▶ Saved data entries
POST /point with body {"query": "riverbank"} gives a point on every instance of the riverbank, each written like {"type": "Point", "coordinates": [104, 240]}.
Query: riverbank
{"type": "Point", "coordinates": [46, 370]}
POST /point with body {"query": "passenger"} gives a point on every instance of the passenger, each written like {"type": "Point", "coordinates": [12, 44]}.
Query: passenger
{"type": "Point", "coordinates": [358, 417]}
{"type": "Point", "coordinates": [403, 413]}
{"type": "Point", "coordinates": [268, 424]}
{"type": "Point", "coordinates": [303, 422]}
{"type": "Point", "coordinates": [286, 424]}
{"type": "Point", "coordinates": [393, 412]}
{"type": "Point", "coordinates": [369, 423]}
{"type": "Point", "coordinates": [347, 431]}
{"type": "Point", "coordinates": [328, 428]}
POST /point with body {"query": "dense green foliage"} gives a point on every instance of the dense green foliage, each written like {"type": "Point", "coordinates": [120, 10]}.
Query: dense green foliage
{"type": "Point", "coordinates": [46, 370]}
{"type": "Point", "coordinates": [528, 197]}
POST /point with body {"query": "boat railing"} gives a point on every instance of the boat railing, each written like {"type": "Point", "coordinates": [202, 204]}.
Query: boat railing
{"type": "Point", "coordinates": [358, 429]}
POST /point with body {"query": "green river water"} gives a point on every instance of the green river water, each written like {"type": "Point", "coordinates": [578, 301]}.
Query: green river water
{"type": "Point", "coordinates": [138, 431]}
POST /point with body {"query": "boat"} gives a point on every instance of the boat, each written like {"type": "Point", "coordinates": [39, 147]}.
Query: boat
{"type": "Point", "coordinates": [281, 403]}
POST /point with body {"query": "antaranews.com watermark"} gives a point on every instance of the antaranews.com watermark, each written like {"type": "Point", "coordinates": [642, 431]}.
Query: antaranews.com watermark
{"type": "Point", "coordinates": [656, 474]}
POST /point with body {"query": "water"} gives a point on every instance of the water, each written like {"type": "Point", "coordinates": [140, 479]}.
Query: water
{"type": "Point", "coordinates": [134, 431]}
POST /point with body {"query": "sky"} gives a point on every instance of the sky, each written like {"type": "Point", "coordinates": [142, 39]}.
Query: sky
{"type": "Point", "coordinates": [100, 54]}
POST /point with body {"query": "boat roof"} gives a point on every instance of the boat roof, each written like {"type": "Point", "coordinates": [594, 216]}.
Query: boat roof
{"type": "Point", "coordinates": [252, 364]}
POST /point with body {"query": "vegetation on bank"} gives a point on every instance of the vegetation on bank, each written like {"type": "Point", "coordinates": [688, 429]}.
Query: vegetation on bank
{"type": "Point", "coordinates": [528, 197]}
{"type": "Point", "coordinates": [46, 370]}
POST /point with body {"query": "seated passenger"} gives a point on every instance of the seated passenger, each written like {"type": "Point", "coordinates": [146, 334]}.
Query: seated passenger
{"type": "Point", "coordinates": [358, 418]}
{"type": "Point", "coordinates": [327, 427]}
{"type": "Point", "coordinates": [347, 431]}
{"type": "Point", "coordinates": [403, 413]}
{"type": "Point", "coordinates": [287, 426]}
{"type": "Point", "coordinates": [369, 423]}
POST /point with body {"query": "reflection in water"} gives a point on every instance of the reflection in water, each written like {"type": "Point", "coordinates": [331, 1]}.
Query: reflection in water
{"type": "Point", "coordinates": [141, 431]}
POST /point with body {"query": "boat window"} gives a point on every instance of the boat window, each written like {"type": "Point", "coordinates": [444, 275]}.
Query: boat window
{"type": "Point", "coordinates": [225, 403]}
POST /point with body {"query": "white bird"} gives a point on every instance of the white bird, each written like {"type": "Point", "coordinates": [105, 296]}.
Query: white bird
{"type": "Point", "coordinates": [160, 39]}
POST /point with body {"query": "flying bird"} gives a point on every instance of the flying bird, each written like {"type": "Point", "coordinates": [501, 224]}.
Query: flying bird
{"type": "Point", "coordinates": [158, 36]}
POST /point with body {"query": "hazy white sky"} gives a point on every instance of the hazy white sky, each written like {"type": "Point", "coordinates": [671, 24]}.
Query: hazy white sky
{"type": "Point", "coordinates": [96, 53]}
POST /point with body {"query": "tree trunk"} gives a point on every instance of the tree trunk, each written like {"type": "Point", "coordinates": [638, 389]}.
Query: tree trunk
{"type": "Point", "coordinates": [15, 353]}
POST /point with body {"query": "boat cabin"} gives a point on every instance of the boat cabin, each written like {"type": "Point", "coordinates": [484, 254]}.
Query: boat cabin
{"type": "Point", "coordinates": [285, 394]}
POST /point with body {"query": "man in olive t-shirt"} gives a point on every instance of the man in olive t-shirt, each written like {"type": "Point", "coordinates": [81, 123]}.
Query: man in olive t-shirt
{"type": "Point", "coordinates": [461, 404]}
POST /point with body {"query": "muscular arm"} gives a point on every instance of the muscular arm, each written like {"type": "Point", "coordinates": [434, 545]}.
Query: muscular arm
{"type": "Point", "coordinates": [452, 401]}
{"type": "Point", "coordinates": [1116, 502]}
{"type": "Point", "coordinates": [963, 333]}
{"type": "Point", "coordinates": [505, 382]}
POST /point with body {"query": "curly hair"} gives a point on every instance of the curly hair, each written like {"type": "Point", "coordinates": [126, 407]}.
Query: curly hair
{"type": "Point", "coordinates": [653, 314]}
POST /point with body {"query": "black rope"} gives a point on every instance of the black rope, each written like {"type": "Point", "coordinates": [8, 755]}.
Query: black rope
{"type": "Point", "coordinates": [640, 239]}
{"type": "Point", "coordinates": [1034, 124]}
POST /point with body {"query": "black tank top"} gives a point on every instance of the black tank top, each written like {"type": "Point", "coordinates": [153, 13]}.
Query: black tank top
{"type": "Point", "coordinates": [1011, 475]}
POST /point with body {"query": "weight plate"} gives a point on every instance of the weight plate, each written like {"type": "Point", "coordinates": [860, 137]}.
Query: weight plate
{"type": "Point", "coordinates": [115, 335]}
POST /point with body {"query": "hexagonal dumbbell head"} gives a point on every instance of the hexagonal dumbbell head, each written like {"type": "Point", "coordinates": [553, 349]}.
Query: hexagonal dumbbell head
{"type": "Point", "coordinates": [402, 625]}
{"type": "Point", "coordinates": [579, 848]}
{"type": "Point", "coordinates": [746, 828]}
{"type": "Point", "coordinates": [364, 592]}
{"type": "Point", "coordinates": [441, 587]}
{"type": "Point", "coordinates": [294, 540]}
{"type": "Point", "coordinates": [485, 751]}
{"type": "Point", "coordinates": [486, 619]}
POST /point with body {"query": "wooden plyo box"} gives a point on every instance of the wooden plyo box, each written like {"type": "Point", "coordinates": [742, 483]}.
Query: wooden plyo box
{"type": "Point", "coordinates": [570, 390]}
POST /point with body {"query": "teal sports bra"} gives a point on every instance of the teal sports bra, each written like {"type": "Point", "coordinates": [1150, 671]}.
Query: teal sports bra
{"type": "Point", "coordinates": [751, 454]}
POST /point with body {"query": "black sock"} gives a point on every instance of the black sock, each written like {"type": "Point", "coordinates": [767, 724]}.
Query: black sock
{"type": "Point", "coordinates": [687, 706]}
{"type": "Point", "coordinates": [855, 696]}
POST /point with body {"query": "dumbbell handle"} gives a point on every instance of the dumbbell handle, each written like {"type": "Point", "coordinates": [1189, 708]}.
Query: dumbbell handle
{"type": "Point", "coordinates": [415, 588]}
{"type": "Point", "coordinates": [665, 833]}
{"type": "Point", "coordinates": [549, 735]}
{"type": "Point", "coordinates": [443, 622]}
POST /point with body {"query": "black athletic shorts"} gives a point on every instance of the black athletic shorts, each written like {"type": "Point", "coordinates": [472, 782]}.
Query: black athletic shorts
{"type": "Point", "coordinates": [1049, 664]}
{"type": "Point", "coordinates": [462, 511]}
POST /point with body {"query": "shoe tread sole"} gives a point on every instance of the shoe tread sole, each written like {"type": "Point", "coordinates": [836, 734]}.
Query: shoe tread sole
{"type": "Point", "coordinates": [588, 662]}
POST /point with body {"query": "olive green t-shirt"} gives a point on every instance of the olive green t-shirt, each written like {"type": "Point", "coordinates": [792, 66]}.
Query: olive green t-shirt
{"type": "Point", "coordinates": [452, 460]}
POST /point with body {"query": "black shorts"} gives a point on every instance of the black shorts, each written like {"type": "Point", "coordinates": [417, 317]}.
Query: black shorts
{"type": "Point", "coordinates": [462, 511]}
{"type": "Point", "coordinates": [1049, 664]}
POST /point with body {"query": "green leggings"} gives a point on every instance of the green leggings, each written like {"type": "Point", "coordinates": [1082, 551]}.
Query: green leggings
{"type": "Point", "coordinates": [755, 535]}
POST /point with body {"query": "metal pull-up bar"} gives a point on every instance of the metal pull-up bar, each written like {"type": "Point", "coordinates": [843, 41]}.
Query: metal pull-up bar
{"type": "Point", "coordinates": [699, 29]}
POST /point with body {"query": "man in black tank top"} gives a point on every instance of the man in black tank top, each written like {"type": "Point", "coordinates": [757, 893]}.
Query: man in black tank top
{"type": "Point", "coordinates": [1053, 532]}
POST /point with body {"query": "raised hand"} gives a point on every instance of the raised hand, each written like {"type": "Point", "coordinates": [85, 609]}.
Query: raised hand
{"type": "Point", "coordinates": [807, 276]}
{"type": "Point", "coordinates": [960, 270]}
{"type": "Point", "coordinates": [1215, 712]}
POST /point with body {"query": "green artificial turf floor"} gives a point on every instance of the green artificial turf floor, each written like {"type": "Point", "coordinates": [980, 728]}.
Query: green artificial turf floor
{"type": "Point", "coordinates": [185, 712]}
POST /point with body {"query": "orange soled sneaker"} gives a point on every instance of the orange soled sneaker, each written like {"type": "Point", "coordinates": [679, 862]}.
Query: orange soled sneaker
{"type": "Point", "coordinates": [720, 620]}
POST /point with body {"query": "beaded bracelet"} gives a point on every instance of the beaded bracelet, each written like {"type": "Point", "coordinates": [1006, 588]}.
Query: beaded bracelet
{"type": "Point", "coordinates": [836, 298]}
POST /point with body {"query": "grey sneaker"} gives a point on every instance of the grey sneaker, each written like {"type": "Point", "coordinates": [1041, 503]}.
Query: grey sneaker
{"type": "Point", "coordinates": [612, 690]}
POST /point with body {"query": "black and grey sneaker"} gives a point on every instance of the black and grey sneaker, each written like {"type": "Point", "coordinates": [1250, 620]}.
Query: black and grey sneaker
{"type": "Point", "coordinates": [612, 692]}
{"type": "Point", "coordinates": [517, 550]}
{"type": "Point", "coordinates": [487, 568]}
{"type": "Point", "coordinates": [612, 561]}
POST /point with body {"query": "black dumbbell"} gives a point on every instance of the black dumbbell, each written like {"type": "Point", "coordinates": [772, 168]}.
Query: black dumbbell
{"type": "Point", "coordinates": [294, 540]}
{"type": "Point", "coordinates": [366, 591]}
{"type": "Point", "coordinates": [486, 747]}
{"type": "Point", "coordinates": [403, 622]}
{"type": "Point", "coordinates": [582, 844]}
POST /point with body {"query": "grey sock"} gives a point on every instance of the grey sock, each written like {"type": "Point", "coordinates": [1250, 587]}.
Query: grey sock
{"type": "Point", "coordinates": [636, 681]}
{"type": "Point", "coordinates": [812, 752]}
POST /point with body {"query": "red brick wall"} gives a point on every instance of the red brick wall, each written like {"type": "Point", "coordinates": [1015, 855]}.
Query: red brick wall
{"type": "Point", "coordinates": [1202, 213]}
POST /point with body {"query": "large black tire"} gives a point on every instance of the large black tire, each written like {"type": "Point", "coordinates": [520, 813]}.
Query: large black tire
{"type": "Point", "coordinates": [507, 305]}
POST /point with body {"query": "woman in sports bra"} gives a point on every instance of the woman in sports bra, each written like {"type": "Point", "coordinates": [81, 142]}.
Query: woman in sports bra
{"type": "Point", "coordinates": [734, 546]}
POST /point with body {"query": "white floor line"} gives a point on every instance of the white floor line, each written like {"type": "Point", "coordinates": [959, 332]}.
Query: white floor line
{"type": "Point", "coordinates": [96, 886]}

▶ Set exercise
Through the last line of the entries above, beginning at the line containing "the red brick", transcribe each line exactly, both ends included and nothing more.

▶ Result of this task
POST /point with body {"query": "red brick wall"} gives a point on every instance of the red brick wall, each written like {"type": "Point", "coordinates": [1015, 855]}.
Query: red brick wall
{"type": "Point", "coordinates": [1202, 213]}
POST /point with body {"query": "large black tire"} gives a point on every instance of the large black tire, each written like {"type": "Point", "coordinates": [520, 813]}.
Query: large black tire
{"type": "Point", "coordinates": [507, 305]}
POST /point with body {"query": "woman in sports bra"} gives a point on every instance of the woman in sports bra, each written like {"type": "Point", "coordinates": [81, 142]}.
Query: woman in sports bra
{"type": "Point", "coordinates": [734, 546]}
POST /point with body {"query": "white floor line"} gives a point on every instance of the white floor line, each written like {"type": "Point", "coordinates": [959, 332]}.
Query: white floor line
{"type": "Point", "coordinates": [96, 886]}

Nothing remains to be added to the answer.